**Listing:**
————

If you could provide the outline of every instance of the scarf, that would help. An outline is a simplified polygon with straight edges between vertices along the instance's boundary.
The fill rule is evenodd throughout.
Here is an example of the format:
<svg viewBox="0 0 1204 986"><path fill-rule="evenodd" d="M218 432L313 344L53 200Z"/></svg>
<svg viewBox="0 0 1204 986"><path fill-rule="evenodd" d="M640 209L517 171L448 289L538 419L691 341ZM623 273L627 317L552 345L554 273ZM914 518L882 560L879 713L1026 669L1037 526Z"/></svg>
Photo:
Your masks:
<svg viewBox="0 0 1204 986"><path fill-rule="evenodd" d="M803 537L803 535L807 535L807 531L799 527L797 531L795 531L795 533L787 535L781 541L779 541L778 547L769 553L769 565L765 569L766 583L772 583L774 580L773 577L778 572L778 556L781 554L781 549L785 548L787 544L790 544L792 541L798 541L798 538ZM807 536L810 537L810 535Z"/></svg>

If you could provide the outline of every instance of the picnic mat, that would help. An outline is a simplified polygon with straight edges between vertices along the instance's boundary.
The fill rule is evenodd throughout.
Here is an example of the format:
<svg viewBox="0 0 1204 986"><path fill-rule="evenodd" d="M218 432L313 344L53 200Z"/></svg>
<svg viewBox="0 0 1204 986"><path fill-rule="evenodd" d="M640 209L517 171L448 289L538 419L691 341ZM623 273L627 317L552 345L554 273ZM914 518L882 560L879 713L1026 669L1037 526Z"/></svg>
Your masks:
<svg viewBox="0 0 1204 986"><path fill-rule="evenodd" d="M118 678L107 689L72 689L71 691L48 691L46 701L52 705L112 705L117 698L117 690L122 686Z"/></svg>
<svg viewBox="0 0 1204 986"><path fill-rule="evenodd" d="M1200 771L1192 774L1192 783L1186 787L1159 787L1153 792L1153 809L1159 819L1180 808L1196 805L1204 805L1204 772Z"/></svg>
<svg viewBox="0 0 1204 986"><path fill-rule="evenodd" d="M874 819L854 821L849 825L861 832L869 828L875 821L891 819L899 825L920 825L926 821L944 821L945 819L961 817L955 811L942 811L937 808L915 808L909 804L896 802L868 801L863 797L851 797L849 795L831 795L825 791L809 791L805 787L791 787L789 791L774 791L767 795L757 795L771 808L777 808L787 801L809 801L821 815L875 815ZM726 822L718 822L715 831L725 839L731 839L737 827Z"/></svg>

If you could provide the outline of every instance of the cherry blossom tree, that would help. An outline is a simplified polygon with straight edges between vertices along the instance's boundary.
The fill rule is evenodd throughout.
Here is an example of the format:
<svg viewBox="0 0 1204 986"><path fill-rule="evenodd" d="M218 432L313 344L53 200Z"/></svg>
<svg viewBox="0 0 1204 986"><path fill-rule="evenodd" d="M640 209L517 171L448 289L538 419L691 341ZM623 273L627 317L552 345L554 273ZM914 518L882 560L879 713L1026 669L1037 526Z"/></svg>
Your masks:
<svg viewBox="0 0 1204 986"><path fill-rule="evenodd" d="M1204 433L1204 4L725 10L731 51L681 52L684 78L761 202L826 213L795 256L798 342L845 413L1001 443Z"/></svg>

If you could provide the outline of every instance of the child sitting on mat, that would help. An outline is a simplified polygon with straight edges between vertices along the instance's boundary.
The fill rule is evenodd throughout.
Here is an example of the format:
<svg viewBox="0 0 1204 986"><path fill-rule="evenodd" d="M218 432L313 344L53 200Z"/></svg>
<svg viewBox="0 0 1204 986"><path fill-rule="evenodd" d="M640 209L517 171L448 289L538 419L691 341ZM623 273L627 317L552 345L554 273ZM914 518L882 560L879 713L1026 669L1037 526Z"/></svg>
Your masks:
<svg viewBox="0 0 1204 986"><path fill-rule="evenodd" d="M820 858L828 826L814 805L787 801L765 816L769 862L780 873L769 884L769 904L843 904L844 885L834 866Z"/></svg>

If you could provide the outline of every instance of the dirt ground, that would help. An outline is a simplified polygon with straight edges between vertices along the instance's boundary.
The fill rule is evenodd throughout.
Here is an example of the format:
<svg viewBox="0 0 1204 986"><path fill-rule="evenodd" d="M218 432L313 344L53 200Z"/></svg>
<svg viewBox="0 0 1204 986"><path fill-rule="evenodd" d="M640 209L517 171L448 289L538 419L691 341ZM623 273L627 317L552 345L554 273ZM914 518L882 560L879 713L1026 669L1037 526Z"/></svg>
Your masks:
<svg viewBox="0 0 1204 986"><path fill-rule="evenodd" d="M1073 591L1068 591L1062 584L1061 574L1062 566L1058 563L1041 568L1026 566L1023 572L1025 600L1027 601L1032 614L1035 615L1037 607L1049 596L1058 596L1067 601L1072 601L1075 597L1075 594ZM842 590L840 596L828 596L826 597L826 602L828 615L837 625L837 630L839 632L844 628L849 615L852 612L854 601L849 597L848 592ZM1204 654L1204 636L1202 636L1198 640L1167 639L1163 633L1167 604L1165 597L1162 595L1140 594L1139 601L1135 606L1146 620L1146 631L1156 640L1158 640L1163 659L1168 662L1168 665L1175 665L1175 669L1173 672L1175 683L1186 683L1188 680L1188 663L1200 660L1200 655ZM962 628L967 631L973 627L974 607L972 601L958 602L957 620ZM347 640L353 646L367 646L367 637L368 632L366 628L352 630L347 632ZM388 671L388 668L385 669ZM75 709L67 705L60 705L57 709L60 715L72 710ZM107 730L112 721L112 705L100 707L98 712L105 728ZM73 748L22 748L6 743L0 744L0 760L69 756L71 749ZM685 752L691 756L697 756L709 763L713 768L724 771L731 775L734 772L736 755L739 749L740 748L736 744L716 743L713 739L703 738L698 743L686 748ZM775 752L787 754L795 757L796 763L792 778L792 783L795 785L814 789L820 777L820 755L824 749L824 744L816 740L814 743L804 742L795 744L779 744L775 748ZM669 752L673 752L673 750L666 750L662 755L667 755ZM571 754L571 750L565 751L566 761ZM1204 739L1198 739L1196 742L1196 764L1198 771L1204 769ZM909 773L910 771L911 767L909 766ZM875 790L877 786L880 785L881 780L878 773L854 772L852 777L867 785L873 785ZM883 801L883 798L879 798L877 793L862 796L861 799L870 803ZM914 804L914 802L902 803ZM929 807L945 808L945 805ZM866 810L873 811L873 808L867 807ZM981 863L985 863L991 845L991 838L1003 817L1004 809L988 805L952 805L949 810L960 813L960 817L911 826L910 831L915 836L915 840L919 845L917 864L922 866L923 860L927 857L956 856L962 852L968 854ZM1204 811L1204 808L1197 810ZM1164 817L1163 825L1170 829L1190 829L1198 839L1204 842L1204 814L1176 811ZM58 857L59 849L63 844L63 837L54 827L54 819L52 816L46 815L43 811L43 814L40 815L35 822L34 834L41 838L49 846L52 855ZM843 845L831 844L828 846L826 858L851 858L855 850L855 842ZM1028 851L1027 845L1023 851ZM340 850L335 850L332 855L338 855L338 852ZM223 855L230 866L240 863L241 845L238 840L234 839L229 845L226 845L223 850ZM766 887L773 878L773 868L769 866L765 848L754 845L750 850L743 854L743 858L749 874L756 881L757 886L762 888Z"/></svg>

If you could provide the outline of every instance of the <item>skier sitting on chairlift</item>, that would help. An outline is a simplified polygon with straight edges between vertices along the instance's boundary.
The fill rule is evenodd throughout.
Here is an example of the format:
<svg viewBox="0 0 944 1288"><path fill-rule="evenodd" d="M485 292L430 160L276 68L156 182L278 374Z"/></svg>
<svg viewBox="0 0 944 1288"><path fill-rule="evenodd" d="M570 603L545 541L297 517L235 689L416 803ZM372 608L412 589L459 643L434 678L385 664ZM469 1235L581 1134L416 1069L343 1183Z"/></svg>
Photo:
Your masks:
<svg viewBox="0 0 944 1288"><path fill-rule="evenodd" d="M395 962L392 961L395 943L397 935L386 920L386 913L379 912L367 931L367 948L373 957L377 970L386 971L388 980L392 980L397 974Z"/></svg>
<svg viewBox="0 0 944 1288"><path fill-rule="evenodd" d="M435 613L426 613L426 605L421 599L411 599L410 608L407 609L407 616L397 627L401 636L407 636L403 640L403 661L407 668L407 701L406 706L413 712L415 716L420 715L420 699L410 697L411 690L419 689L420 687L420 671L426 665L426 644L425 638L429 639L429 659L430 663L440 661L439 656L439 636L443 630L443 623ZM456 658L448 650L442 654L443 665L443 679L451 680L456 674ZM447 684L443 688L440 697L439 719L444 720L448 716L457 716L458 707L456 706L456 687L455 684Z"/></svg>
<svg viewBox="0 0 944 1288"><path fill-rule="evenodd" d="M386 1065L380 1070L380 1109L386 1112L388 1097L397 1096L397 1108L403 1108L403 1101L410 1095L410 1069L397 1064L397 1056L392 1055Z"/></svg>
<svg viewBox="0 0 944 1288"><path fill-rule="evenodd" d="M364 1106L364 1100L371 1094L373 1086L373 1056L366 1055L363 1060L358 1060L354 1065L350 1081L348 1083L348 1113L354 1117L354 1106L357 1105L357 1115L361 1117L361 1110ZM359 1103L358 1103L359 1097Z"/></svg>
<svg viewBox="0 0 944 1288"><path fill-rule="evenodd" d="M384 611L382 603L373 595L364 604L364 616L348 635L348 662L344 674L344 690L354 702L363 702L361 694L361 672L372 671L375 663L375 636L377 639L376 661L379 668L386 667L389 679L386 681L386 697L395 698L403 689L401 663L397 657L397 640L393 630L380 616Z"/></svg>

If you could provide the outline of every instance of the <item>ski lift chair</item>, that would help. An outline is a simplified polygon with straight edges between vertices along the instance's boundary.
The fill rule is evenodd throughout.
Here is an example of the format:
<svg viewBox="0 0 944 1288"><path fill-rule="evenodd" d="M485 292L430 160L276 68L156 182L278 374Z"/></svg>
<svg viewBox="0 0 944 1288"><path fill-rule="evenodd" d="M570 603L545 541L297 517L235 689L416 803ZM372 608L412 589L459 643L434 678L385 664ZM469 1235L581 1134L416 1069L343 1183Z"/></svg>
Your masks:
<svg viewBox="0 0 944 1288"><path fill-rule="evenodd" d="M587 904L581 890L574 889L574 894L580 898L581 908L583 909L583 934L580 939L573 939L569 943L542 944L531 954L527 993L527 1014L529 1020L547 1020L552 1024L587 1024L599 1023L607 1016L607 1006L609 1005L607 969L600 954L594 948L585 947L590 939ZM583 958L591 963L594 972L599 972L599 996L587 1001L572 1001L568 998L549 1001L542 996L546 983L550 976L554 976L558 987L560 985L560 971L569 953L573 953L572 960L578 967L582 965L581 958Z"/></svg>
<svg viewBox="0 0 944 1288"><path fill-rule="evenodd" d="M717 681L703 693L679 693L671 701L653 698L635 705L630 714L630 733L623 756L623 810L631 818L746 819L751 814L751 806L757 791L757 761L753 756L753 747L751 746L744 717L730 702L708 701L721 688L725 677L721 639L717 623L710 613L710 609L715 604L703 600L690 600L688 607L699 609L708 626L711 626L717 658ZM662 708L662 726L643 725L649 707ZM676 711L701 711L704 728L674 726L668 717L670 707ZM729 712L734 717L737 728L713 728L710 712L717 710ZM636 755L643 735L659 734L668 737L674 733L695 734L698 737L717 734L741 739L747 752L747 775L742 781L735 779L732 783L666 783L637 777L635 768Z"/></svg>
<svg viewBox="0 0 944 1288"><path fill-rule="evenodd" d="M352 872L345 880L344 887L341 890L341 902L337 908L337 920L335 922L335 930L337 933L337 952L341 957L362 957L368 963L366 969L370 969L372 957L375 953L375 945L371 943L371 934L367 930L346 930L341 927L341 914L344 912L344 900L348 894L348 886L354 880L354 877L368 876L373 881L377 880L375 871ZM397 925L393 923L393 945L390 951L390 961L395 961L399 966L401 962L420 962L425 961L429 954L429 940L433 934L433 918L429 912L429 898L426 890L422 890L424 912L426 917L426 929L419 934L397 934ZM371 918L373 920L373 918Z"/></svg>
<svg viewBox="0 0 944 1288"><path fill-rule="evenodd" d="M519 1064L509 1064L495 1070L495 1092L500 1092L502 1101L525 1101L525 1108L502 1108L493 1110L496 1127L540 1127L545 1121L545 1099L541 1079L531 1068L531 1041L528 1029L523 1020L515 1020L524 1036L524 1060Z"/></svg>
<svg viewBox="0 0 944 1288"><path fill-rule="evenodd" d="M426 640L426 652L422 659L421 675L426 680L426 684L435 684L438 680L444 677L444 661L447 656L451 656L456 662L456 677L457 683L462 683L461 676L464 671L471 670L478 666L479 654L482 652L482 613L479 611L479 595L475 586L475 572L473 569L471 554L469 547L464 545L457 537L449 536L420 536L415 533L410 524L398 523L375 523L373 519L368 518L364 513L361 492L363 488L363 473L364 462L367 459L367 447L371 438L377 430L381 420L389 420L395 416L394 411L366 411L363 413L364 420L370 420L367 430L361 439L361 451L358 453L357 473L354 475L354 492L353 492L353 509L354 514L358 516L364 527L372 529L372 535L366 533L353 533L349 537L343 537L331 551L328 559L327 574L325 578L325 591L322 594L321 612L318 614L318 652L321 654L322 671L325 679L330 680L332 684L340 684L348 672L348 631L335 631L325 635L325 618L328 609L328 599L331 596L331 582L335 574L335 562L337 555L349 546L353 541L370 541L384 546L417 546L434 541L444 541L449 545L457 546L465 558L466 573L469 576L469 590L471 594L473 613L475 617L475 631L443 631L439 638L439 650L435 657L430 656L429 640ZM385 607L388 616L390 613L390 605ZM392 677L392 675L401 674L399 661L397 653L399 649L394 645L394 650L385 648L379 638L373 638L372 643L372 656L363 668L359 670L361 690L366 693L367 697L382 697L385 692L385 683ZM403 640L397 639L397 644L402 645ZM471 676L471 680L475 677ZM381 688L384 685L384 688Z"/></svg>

————

**The request:** Format the entries as a two-column CSV with the headers input and output, one row per entry. Put each entry's text and its answer each in one quoted field, with line breaks turned into spaces. Begin at the line that has "of the picnic" and stop after the line that has "771L1192 774L1192 783L1186".

**Response to this exercise:**
input,output
"If you could provide the outline of every instance of the picnic mat, that would help. An outline is a simplified polygon with straight edges between vertices along the instance's boundary. The fill rule is evenodd throughout. Here is an example of the format: <svg viewBox=""0 0 1204 986""><path fill-rule=""evenodd"" d=""M218 432L313 344L53 200Z""/></svg> <svg viewBox=""0 0 1204 986""><path fill-rule=""evenodd"" d=""M640 209L517 171L448 289L538 419L691 341ZM623 273L627 317L552 345L554 273ZM914 518L882 560L879 713L1026 669L1037 526Z""/></svg> Your masks:","<svg viewBox=""0 0 1204 986""><path fill-rule=""evenodd"" d=""M118 678L107 689L72 689L71 691L48 691L46 701L52 705L112 705L117 698L117 690L122 686Z""/></svg> <svg viewBox=""0 0 1204 986""><path fill-rule=""evenodd"" d=""M1200 771L1192 774L1192 783L1186 787L1159 787L1153 792L1153 809L1159 819L1180 808L1196 805L1204 805L1204 772Z""/></svg>"